Can you render only the lines below from the one containing "Indicate the dark red" down to the one containing "x=290, y=16", both included, as a JSON list of strings with one string per line and blank lines omitted?

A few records

───

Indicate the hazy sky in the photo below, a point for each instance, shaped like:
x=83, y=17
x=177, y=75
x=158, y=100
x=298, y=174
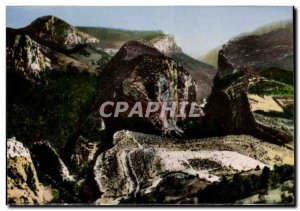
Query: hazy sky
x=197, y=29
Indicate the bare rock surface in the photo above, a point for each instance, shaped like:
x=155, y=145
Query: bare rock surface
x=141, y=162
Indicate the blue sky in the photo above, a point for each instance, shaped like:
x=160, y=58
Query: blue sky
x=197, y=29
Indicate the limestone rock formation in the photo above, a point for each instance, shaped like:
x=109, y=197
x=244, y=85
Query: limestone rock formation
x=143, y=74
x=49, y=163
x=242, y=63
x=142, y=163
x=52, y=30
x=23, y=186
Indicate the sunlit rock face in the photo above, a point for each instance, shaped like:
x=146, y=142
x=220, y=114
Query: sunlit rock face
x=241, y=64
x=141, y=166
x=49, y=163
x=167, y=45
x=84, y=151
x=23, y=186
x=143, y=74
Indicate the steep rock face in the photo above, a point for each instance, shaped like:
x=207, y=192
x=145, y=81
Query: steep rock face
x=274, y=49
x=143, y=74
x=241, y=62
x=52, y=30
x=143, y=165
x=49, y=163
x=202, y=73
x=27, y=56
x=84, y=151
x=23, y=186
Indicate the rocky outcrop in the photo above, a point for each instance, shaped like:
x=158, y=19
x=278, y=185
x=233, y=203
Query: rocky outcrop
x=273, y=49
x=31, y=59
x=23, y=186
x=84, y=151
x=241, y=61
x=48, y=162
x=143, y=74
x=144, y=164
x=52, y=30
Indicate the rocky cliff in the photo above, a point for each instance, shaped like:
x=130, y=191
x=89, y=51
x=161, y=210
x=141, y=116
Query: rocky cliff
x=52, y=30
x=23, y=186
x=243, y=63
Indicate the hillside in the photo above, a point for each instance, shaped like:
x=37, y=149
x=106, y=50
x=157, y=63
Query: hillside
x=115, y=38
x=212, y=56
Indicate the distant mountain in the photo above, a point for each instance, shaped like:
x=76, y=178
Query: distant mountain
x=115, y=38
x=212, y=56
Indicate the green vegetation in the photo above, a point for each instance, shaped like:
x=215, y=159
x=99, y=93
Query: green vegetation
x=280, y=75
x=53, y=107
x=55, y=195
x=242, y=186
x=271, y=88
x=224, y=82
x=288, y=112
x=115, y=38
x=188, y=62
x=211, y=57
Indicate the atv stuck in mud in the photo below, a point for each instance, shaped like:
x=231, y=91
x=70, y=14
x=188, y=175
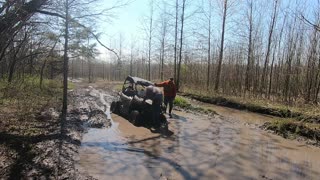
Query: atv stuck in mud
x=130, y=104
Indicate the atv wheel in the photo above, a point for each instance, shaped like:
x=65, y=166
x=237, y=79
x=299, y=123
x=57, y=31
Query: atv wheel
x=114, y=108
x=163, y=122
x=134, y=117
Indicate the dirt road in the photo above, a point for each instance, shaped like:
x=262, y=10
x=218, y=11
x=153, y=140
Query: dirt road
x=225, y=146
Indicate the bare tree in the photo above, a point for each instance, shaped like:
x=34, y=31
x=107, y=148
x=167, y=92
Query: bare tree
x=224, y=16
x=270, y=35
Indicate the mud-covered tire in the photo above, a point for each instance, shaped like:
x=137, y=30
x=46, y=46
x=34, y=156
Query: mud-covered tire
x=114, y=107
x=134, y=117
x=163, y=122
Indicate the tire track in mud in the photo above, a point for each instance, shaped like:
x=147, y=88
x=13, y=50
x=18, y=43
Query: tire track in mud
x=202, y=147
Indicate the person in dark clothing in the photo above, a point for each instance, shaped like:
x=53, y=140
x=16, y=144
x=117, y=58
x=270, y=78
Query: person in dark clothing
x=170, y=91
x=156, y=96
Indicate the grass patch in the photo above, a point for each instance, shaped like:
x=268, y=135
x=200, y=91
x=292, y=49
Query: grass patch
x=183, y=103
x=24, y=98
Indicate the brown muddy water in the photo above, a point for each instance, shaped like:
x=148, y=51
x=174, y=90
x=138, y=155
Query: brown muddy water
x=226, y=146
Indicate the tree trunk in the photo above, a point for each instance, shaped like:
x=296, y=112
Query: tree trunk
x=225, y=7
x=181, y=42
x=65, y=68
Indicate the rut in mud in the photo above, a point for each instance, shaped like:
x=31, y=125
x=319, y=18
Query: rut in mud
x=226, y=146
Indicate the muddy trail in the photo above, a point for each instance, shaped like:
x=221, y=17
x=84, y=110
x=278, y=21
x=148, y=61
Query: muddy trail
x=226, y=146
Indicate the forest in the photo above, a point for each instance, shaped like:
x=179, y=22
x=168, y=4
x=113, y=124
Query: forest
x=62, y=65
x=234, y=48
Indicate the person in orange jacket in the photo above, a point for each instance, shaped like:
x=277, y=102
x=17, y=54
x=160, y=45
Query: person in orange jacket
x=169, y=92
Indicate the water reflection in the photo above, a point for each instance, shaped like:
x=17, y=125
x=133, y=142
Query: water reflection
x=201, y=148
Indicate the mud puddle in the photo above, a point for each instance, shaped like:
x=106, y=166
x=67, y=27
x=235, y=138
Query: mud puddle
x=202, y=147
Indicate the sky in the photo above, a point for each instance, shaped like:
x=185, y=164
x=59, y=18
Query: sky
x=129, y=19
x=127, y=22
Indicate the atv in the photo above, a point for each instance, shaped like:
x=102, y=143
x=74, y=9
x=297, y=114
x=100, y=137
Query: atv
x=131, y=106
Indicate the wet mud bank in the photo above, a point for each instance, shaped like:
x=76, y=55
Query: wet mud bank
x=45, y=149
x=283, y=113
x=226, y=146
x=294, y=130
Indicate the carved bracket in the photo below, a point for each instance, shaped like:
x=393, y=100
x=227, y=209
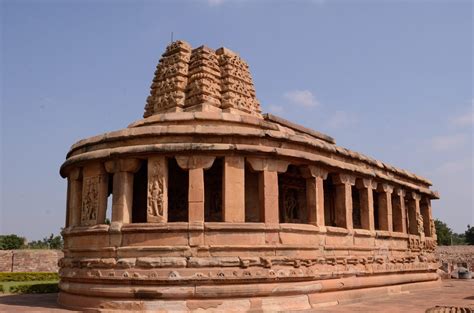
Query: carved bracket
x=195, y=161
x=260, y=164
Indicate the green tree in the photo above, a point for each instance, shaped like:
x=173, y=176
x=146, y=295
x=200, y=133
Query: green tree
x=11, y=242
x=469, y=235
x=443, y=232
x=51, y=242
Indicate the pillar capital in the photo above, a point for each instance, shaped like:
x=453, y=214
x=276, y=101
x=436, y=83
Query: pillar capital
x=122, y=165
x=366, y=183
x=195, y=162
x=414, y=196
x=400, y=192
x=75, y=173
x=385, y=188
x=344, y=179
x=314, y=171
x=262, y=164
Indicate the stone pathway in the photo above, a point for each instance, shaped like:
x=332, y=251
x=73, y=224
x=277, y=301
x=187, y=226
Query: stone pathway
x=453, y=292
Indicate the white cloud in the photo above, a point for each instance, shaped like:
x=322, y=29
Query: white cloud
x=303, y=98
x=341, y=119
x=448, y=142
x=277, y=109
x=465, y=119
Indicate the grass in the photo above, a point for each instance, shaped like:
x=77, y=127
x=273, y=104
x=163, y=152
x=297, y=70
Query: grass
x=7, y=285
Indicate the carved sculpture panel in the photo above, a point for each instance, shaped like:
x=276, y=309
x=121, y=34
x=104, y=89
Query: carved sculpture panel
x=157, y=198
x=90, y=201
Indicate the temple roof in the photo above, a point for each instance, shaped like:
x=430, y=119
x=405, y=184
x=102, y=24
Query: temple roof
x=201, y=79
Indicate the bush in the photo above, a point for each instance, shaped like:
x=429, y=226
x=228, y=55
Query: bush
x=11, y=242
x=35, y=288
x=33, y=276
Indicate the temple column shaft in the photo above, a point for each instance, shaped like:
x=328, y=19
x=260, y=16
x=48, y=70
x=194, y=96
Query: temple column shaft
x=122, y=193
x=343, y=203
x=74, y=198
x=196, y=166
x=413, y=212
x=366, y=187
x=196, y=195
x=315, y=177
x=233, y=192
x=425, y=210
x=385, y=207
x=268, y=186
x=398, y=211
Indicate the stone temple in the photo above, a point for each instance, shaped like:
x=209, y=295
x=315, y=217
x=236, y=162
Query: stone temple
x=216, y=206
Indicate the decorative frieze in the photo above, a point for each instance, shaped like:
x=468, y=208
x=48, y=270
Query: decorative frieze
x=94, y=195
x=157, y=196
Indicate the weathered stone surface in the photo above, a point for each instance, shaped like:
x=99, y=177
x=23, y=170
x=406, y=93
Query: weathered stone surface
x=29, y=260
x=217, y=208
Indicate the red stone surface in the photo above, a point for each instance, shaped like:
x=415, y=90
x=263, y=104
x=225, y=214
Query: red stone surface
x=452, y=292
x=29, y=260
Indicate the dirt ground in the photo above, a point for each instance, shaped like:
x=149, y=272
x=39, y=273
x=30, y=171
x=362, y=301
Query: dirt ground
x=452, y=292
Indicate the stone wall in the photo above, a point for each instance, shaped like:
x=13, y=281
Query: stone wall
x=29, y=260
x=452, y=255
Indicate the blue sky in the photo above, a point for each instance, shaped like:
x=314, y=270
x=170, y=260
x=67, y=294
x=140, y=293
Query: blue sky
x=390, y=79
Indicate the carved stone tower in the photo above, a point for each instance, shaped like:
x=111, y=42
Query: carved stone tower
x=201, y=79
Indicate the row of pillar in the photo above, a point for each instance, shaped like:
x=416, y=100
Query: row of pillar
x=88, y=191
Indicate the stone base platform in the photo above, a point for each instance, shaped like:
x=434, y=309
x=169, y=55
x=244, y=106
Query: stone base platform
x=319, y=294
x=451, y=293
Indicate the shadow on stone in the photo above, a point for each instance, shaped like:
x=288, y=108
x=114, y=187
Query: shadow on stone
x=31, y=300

───

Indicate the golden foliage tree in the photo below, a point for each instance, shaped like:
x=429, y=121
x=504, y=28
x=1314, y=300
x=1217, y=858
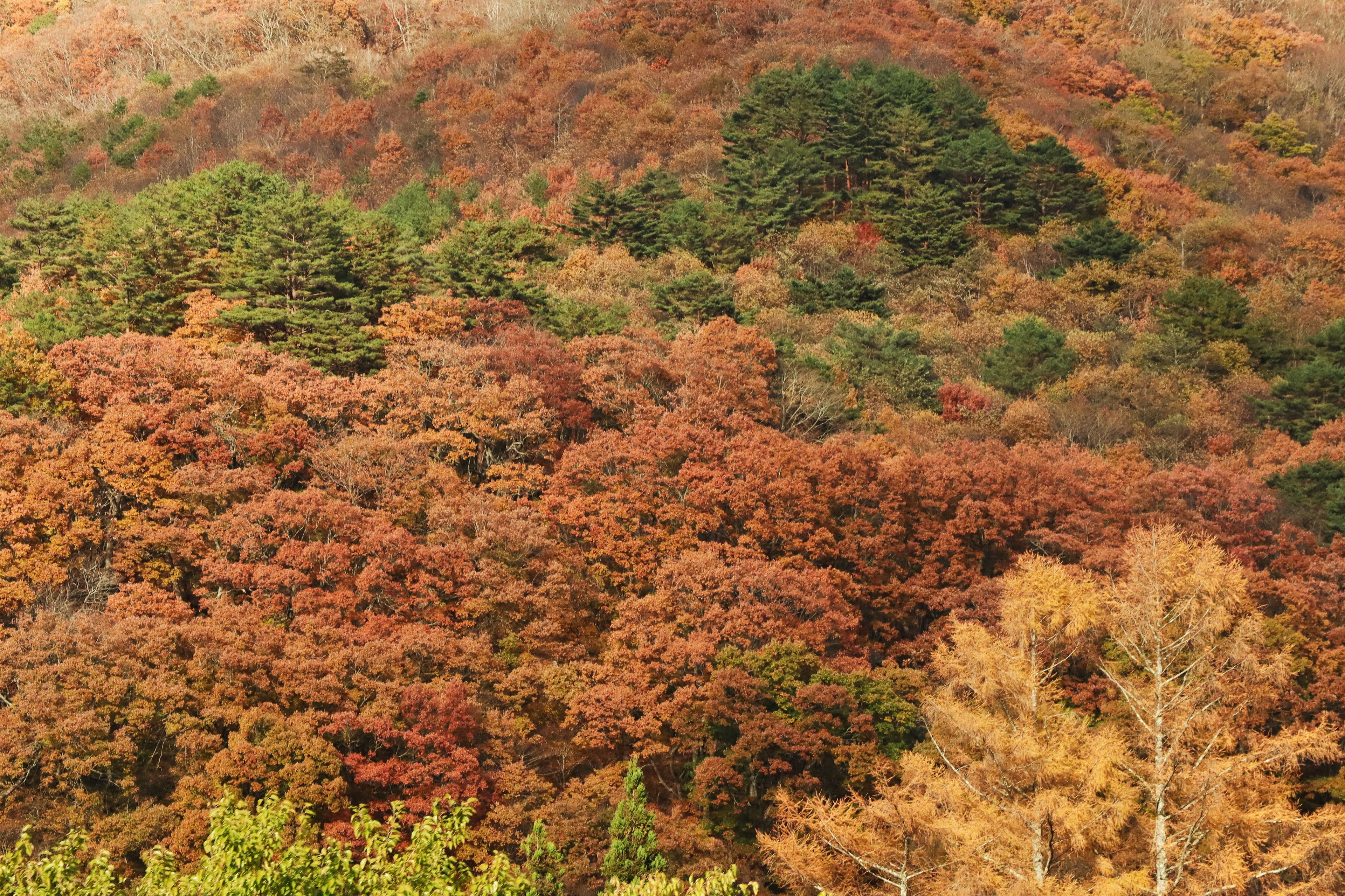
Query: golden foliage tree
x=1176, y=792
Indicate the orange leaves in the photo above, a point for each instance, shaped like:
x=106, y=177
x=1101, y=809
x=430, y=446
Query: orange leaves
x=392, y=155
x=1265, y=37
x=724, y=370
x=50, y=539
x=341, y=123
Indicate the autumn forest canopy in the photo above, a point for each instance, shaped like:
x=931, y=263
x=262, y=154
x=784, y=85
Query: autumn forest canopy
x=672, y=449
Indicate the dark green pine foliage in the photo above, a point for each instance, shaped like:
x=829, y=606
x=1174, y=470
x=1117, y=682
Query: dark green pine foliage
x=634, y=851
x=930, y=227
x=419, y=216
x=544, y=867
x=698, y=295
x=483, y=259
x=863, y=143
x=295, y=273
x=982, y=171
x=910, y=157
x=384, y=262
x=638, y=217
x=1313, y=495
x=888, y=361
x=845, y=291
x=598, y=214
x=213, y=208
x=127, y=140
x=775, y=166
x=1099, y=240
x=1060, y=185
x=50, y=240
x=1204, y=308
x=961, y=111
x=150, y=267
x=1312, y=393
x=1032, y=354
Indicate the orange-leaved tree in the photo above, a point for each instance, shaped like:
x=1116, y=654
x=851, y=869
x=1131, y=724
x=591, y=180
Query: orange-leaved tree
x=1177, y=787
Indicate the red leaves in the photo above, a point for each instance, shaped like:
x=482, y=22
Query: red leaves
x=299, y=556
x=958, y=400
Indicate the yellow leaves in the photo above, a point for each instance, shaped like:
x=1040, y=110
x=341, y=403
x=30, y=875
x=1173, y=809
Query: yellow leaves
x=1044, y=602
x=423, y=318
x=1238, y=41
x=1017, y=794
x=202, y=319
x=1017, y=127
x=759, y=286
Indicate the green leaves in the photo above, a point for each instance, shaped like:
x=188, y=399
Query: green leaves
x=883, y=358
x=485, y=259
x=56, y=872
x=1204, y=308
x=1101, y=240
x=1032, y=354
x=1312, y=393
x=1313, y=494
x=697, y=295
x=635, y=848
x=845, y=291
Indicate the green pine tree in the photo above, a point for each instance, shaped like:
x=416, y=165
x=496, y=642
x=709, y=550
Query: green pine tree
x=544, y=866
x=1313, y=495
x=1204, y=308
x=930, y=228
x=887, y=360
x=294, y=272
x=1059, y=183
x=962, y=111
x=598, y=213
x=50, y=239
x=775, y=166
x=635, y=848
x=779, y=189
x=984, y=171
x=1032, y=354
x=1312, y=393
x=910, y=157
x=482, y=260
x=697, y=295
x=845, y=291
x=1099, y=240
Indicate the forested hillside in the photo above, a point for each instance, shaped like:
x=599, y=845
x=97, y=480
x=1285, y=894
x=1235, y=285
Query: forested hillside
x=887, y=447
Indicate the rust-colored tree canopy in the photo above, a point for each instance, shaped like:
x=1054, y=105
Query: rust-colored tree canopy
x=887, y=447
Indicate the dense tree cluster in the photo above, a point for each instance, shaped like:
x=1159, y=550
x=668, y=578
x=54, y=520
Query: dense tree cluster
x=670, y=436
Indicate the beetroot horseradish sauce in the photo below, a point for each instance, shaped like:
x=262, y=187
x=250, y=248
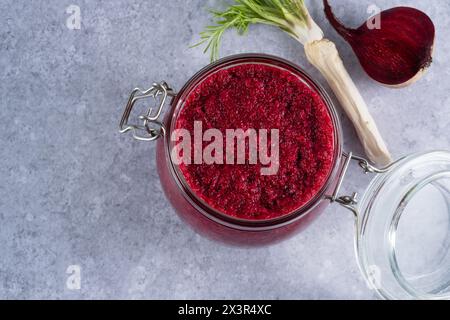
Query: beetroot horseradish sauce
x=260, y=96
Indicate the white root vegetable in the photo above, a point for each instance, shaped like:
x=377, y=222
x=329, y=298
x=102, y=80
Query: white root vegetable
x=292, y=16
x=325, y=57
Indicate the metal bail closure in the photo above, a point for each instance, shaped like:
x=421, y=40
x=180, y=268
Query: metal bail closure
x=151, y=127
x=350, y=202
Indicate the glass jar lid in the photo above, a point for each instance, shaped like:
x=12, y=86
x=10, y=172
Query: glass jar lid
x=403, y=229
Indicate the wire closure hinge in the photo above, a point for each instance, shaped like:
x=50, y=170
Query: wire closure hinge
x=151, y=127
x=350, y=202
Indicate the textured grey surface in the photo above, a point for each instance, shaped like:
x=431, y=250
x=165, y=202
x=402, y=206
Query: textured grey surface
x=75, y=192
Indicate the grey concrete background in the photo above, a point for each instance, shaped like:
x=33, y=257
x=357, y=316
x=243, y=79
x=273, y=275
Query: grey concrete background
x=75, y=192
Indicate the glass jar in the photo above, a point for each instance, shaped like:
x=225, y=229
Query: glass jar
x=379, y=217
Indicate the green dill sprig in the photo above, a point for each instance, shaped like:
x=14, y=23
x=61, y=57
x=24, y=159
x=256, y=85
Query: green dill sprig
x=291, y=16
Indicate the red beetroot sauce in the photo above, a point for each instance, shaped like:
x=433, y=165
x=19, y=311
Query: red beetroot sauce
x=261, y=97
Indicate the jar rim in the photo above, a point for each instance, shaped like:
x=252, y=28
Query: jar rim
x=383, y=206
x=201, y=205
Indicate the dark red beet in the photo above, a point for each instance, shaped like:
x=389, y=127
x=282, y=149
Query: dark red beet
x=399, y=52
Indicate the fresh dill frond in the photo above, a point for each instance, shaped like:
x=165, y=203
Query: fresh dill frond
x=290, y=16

───

- **Expected answer**:
[
  "Indicate the dark red beet in the photo above, a point for each instance, shaped like:",
  "x=389, y=127",
  "x=282, y=149",
  "Query: dark red beet",
  "x=399, y=52",
  "Indicate the fresh dill frond in the photo above, a point for each instance, shaped like:",
  "x=165, y=203",
  "Query: fresh dill frond",
  "x=290, y=16"
]